— Start DATA ROWS —

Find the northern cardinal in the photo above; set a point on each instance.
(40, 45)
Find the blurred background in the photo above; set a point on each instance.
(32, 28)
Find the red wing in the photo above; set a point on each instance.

— End DATA ROWS —

Rewrite all the entries above as a numbered list, one line per item, omitting any blank lines.

PROBLEM SOLUTION:
1. Find the northern cardinal in the photo above; set a point on each instance.
2. (40, 45)
3. Find the blurred background in the photo above; set a point on each instance.
4. (32, 28)
5. Find the red wing in the photo above; set a point on each instance.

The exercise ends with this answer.